*** Opening RECORD EXCERPTS ***

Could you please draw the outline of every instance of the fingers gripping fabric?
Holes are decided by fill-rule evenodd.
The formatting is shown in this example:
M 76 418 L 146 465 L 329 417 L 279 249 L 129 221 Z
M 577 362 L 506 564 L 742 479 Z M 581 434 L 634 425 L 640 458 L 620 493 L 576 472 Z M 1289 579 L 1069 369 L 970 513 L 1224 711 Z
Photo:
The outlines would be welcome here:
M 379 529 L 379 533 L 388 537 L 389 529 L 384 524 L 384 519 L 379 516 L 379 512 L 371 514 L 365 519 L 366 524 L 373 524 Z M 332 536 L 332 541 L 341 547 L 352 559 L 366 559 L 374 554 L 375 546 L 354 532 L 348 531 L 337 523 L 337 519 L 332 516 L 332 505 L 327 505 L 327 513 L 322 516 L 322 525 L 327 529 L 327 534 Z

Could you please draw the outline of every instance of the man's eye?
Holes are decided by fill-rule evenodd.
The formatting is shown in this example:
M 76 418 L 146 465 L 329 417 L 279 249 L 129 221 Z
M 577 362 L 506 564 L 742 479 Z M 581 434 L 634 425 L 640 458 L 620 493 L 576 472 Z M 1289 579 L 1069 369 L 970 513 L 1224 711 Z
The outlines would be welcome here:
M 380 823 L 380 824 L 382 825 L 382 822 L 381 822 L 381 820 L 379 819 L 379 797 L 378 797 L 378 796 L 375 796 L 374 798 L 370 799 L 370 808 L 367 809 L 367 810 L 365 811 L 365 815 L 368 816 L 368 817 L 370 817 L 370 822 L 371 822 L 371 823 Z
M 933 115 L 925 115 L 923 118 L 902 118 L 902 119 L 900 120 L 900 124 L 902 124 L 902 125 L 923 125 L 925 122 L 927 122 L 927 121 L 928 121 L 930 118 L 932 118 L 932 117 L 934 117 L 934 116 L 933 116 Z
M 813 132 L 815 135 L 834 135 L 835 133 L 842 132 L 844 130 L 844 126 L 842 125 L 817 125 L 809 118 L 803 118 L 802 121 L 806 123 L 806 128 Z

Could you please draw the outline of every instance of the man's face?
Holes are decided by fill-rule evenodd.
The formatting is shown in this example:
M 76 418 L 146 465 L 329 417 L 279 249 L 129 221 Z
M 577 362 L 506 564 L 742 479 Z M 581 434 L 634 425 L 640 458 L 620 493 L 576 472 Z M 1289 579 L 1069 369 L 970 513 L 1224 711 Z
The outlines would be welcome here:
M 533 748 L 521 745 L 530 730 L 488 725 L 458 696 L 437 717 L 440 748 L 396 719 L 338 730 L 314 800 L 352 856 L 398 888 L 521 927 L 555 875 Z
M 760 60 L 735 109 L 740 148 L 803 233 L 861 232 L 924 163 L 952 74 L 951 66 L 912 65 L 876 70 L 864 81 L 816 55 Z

*** Closing RECORD EXCERPTS ***

AIM OF THE TASK: Your answer should be a single number: the count of lines in the listing that hold the word "every".

TASK OUTPUT: 3